Copy the entries from the line with "task: segment the shallow lagoon water" up to and including the line with "265L257 228L160 221L176", replacing "shallow lagoon water" with "calm lagoon water" and leaving everything else unchanged. Give only those lines.
— begin Material supplied —
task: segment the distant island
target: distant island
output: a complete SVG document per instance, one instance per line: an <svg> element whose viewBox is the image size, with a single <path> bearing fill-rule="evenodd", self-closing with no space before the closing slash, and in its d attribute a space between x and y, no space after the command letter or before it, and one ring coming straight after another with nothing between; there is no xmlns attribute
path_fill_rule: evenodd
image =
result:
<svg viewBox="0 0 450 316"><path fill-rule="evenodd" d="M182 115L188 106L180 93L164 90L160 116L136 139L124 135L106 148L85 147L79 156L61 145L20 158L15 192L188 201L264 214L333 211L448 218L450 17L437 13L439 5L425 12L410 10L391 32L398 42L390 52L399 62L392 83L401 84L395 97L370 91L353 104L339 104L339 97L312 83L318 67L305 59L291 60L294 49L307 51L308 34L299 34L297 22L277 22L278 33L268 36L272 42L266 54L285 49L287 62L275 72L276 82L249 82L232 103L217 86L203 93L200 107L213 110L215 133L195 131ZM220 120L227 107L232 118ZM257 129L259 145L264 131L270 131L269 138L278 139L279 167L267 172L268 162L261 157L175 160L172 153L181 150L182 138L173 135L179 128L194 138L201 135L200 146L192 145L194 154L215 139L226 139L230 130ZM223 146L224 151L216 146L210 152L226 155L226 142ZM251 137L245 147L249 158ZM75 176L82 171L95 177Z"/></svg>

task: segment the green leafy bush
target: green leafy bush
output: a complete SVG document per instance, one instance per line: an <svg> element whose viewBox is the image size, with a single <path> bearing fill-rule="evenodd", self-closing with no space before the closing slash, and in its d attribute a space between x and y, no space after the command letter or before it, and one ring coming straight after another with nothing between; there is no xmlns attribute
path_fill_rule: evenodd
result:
— end Material supplied —
— begin Material supplied —
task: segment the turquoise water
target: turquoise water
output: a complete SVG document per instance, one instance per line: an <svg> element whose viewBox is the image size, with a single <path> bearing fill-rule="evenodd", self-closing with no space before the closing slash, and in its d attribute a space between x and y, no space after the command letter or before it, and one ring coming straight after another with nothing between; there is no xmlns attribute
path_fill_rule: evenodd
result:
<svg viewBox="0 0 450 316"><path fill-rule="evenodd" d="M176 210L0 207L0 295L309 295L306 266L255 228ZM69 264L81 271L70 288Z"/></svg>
— end Material supplied —
— begin Material supplied —
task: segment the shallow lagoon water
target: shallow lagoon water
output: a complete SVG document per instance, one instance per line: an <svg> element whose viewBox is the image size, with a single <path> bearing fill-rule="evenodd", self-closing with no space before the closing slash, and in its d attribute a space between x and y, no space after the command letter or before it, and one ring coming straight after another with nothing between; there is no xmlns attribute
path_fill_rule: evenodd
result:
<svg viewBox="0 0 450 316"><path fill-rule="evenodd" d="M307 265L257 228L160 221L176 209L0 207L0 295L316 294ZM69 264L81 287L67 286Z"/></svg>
— end Material supplied —
### Reply
task: segment the calm lagoon water
target: calm lagoon water
output: a complete SVG document per instance, one instance per line: an <svg> element whose viewBox is the image size, with a single <path> bearing fill-rule="evenodd", self-closing with no space before the closing slash, and in its d attribute a space between x and y, no space after the command letter or before it, and one ring coming straight after another with nothing between; there is no xmlns attribute
path_fill_rule: evenodd
result:
<svg viewBox="0 0 450 316"><path fill-rule="evenodd" d="M307 265L257 228L160 221L176 209L0 207L0 295L316 294ZM69 264L81 287L67 286Z"/></svg>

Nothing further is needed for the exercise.